:: Text block ::

Suhanya Raffel & Doryun Chong, director and chief curator of Hong Kong’s M+ museum. Photo by Winnie Yeung @ VISUAL VOICES. Courtesy M+.

The M+ Museum in Hong Kong claims to be “Asia’s first global museum of contemporary visual culture.” Suhanya Raffel, director of the museum, and Doryun Chong, deputy director and curator of the museum, are the two leaders who have been putting much effort into opening the long-awaited museum.

The museum has encountered numerous obstacles. After being four years behind its original schedule due to construction delays and personnel problems, M+ finally opened in November 2021. However, the museum had to close its doors because of the pandemic. M+ also faced censorship threats from the Chinese Communist Party and was forced to take down three exhibited artworks because they were politically charged. Nonetheless, the two M+ leaders, Raffel and Chong, contributed to incorporating more diverse Asian artists and collaborating with various international institutions, including the Sydney Opera House, Tokyo’s Mori Art Museum, and Shanghai’s Power Station of Art.

Artist Anicka Yi. Courtesy the artist and Gladstone Gallery, New York.

:::

== Activities ==
1. In the M+ museum piece, turn the paragraph that begins "The museum has encountered numerous obstacles" into a short bulleted list that keeps its main facts.
2. Carry the M+ museum piece forward, starting right after its last line.
You won't need the material for any of this.

:: Information provided ::

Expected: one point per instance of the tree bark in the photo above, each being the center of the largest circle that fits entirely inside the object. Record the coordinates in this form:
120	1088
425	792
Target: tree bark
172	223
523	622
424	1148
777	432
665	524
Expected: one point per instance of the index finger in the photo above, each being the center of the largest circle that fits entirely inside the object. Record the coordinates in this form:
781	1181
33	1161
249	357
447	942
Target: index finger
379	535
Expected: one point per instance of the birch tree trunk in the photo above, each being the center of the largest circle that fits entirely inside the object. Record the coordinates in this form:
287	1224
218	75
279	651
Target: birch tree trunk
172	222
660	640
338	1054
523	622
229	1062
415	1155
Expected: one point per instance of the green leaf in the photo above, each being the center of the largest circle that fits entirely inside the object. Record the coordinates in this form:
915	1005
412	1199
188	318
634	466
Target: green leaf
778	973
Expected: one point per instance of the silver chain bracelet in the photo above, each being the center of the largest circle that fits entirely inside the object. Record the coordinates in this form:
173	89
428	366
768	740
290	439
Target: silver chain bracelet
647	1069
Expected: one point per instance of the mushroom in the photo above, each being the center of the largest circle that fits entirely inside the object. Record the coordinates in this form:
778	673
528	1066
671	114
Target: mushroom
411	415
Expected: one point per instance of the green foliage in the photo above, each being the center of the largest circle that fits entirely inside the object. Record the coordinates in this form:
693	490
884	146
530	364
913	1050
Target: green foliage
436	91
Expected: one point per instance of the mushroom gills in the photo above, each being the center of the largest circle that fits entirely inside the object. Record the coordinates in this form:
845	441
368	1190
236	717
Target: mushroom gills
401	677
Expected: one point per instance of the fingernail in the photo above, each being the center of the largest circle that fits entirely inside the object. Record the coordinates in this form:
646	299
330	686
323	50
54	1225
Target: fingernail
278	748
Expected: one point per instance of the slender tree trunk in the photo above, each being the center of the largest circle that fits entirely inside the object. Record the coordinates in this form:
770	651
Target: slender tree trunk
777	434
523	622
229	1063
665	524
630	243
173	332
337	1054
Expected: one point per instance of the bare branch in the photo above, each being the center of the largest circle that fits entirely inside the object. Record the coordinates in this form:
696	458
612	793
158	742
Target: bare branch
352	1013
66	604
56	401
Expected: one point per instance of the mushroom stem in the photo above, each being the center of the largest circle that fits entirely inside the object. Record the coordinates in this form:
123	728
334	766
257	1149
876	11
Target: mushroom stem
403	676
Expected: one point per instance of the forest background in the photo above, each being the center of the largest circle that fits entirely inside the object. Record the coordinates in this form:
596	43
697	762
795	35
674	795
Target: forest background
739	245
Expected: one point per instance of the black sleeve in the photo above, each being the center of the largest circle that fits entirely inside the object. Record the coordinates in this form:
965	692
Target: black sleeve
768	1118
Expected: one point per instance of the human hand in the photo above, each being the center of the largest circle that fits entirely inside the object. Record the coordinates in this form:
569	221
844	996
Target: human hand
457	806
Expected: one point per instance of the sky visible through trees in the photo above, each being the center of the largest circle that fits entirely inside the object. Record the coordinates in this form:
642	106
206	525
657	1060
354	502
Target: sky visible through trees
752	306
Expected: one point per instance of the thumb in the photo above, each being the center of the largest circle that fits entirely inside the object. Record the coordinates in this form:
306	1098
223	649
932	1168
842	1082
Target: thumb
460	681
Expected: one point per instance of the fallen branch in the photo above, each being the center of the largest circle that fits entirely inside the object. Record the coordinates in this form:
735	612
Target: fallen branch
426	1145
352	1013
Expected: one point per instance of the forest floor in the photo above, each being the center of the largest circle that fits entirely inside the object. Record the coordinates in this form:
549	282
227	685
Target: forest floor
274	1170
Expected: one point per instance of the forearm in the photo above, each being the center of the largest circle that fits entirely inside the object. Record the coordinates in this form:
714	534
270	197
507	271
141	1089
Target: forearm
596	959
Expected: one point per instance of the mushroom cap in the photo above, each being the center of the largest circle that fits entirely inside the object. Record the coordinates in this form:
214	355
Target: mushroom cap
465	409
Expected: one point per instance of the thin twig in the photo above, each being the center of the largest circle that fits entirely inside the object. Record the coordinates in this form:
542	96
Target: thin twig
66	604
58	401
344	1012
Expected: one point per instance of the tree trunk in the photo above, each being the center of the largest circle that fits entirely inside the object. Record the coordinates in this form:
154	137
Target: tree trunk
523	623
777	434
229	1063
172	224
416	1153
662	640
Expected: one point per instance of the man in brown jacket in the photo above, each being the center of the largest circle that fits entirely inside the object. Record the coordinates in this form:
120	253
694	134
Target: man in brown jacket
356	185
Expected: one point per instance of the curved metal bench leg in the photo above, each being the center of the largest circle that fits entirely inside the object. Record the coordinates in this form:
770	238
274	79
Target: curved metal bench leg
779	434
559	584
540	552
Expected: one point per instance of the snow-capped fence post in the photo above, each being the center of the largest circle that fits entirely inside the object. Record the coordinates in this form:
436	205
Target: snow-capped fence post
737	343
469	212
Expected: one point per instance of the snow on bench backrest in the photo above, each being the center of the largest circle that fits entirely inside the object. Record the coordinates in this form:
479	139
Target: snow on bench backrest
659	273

:::

== Answer section ==
1.
- M+ opened in November 2021, four years late because of construction delays and staff problems.
- It then had to close because of the pandemic.
- Under censorship pressure from the Chinese Communist Party, it removed three politically charged artworks.
- Even so, Raffel and Chong brought in more diverse Asian artists.
- They also partnered with international institutions, including the Sydney Opera House, Tokyo's Mori Art Museum, and Shanghai's Power Station of Art.

2.
Anicka Yi, a Korean-American artist, creates conceptual works that blur the lines between technology, chemistry, biology, and art. Yi’s solo exhibition at Tate Modern’s Turbine Hall in London, which had twelve electricity-generating machinery called “aerobes” floating in the air, and her retrospective at Pirelli Hangar Bicocca in Milan, which included an artwork showcasing a bacterial biological world, to suggest an alternative ecosystem. Yi’s works attempt to highlight the interconnectedness between humans, plants, animals, organisms, and machines in a world where machines and technology are gradually replacing humans. Yi also held solo exhibitions at the Gladstone Gallery in Seoul and New York this year. At TED Talks, Yi explained her interest in the future, where machines, artificial intelligence, and advanced technology are viewed as more organic and can coexist with us.


RM, leader of BTS. Concept photo for his solo debut album "Indigo." ©Big Hit Music, Seoul.

Artnet gathered recommendations from 50 art experts worldwide to create a long list of names and narrowed it down from more than 110 people to the final list of 35 innovators. The 2022 Artnet Innovators List includes those who have influenced and set the direction for the future of the art market through ground-breaking activities, regardless of age, genre, or place of origin.

Among the 35 names, RM, the leader of the K-pop group BTS, was introduced as an avid art collector and art supporter in Korea. He is a collector who has collected artworks by KAWS and Takashi Murakami, as well as Korean artists such as Kim Chong Hak, Lee Bae, Kwon Jin Kyu and Yun Hyong-keun, among others, and an art patron who uses his social network services to document his passion for art. His account, which introduces large and small art museums and institutions, has attracted much interest from his followers.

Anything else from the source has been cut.